## WORK ORDER:
Two lines below mark the span: the one containing "the illuminated tree" and the one containing "(1089, 672)". Set down both, plus every line between, exactly as they stand, and nothing else.

------ INPUT DATA

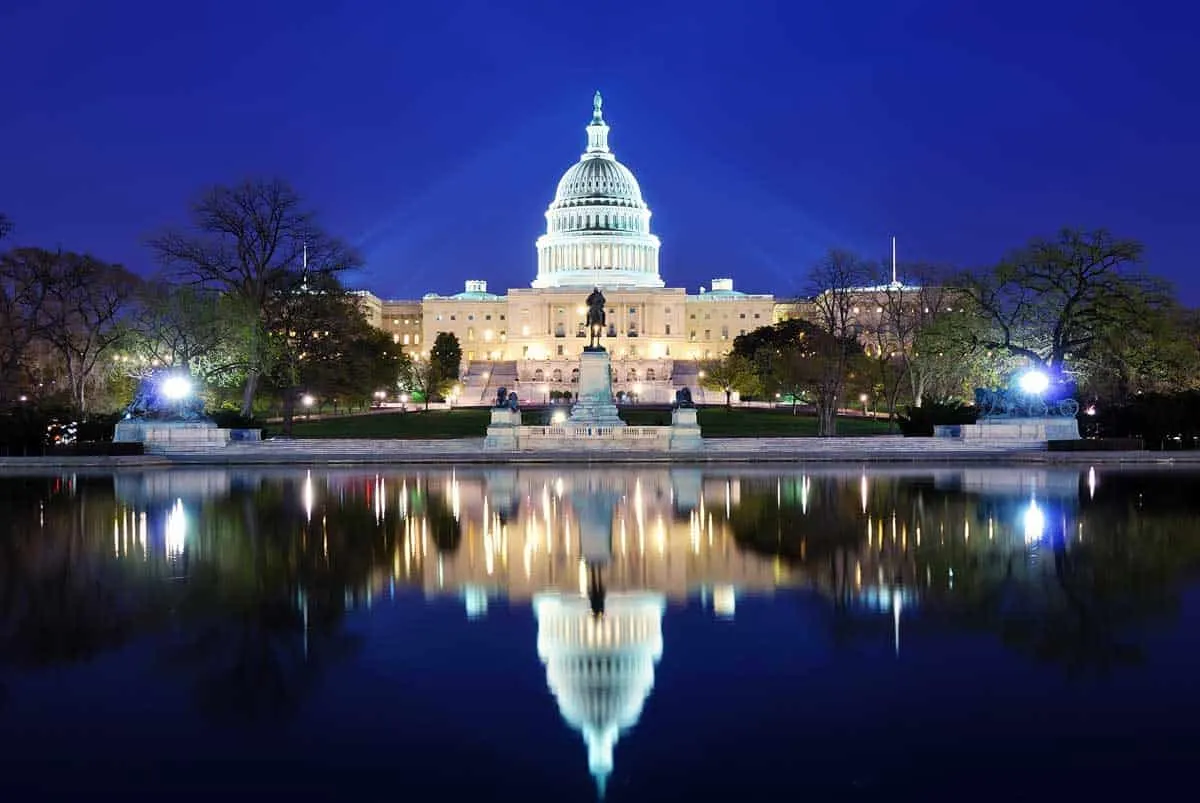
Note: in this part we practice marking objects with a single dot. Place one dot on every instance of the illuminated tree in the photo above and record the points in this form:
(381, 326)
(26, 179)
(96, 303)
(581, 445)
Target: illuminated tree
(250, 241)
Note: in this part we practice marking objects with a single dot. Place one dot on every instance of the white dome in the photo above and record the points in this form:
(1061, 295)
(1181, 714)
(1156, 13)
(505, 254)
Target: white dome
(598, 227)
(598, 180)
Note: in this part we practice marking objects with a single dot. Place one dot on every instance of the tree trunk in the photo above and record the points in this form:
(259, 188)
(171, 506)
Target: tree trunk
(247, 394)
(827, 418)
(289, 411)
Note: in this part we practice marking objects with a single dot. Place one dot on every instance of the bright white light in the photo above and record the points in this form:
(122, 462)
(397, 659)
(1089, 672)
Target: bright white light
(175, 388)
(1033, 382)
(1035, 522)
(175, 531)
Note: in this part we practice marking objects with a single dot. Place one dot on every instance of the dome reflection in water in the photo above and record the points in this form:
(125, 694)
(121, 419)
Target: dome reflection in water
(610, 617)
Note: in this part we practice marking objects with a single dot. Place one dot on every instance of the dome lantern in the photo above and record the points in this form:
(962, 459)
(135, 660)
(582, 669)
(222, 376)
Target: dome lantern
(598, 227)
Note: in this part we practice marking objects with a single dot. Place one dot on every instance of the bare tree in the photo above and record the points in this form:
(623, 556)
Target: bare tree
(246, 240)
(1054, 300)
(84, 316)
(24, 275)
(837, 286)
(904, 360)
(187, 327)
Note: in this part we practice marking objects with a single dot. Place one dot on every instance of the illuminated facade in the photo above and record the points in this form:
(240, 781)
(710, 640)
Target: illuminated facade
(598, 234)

------------
------ INPUT DATA

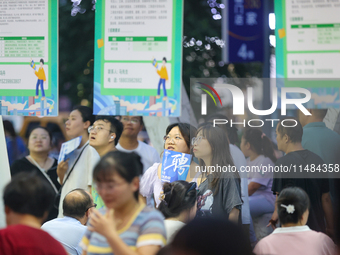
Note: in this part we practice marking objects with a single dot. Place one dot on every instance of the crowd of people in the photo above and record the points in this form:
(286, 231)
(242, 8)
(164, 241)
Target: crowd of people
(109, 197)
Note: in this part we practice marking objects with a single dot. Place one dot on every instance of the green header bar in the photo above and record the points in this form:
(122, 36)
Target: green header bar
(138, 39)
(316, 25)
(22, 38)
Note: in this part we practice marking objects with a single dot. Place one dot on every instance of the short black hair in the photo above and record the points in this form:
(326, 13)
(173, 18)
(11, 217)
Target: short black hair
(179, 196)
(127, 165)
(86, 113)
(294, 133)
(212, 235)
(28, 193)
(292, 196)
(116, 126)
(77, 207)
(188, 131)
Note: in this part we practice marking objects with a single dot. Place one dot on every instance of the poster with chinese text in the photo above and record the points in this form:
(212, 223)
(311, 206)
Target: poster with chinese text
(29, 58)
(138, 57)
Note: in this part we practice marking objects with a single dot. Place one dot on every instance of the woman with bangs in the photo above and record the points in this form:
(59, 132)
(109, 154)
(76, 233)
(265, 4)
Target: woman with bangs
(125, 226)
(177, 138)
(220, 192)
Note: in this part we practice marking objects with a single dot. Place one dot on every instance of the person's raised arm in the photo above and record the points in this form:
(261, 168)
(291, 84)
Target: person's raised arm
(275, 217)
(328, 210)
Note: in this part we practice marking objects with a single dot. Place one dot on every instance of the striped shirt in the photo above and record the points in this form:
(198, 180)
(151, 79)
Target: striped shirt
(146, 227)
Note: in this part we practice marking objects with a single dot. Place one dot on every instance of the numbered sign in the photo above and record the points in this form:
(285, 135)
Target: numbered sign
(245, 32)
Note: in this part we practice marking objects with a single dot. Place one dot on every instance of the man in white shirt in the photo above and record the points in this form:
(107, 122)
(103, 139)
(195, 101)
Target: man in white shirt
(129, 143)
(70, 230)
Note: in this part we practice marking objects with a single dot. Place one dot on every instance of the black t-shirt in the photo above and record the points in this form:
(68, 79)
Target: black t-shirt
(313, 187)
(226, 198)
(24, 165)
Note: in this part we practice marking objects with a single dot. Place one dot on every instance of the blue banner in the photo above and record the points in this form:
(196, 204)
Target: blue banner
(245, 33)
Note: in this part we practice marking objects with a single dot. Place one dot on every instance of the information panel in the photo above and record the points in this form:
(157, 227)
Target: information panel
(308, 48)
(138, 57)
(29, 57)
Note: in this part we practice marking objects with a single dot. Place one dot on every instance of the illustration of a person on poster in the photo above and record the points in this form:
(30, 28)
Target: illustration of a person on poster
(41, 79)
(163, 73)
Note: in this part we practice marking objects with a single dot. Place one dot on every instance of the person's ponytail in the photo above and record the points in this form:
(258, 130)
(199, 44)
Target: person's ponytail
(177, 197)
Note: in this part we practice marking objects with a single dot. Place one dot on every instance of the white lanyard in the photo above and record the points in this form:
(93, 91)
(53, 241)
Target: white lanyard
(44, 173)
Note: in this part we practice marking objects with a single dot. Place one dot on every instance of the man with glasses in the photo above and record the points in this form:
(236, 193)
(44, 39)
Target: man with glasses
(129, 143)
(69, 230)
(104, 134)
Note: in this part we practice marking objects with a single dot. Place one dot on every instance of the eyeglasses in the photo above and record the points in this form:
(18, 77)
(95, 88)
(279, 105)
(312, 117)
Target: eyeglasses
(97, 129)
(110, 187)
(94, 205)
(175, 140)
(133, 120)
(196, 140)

------------
------ INPUT DATA

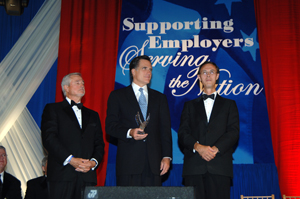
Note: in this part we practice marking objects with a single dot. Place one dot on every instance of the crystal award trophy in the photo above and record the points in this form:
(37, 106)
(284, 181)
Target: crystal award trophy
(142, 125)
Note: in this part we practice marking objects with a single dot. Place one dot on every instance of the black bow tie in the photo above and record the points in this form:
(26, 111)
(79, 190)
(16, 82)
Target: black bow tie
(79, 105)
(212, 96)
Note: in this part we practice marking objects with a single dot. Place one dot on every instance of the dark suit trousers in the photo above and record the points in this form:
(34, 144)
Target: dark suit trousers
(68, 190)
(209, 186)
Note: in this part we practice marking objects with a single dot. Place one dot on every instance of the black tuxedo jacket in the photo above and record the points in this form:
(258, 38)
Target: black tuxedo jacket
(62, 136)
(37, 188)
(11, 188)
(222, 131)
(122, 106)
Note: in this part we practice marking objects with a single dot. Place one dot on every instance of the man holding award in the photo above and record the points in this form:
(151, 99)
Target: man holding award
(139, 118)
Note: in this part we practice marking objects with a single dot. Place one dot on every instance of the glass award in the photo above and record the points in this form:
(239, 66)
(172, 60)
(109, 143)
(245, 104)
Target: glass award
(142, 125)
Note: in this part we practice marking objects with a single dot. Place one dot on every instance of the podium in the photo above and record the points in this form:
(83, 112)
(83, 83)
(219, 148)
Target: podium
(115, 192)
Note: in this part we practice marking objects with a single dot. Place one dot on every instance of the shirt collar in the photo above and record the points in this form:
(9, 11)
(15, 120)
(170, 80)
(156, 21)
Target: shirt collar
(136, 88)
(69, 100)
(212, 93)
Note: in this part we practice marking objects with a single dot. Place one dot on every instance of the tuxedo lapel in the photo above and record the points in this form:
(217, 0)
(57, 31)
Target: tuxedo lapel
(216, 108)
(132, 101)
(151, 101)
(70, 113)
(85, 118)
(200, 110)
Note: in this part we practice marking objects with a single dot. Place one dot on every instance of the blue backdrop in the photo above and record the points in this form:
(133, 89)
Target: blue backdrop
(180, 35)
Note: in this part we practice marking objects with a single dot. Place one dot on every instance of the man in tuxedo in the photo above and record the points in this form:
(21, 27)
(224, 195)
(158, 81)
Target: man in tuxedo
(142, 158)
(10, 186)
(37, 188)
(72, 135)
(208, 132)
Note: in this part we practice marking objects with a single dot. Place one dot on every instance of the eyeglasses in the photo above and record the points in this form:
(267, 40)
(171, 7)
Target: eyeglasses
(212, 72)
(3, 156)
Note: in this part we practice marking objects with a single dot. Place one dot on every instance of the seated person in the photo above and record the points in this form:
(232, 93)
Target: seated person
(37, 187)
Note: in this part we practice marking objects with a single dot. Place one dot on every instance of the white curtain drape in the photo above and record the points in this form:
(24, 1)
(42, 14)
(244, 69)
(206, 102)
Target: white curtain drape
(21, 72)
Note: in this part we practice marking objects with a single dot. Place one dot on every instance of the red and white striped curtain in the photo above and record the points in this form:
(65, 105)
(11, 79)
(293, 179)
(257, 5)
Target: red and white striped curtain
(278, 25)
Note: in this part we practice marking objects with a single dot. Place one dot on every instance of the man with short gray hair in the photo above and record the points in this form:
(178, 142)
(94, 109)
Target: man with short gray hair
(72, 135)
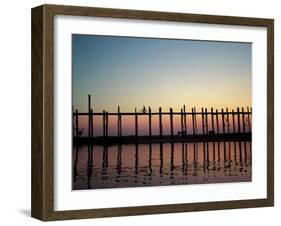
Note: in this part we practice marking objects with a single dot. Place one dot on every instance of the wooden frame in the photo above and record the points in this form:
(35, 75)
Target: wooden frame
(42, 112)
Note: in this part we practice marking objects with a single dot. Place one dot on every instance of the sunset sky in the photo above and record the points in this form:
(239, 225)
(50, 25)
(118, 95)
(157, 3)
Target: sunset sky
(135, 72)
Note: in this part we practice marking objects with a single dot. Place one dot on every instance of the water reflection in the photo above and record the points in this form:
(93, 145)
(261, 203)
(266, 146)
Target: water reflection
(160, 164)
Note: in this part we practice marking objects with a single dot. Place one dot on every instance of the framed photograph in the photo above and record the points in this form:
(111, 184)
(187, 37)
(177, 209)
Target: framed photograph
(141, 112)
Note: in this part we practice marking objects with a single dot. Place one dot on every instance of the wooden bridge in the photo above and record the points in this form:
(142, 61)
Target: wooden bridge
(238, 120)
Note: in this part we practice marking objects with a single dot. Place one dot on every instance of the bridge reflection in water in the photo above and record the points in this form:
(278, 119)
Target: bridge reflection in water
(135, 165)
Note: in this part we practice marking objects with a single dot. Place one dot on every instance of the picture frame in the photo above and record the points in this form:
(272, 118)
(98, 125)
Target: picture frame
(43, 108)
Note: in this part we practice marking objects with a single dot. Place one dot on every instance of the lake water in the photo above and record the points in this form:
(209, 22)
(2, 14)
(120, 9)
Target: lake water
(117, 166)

------------

## EXPECTED OUTPUT:
Note: in this part we practice marking objects with a single dot. Place one dot on every instance of the illuminated tree in the photo above and record the points in this form:
(381, 326)
(26, 179)
(96, 303)
(581, 445)
Target: illuminated tree
(250, 241)
Note: in this part we practice marking objects with a single dot. Place one dot on every instance of the white dome in the photo above and record the points in this form:
(1061, 295)
(1181, 714)
(1156, 13)
(505, 254)
Target: white dome
(598, 227)
(598, 180)
Note: in this part we practice marking objects with a single dot. Place one dot on every instance of the tree trunk in the photo above and record the points in this form:
(259, 188)
(171, 506)
Target: tree trunk
(247, 394)
(827, 418)
(289, 411)
Note: in this part we practice marking objects with a single dot. Place one dot on every instance of the bright white light in the photo above and record the points in this form:
(122, 462)
(397, 659)
(1089, 672)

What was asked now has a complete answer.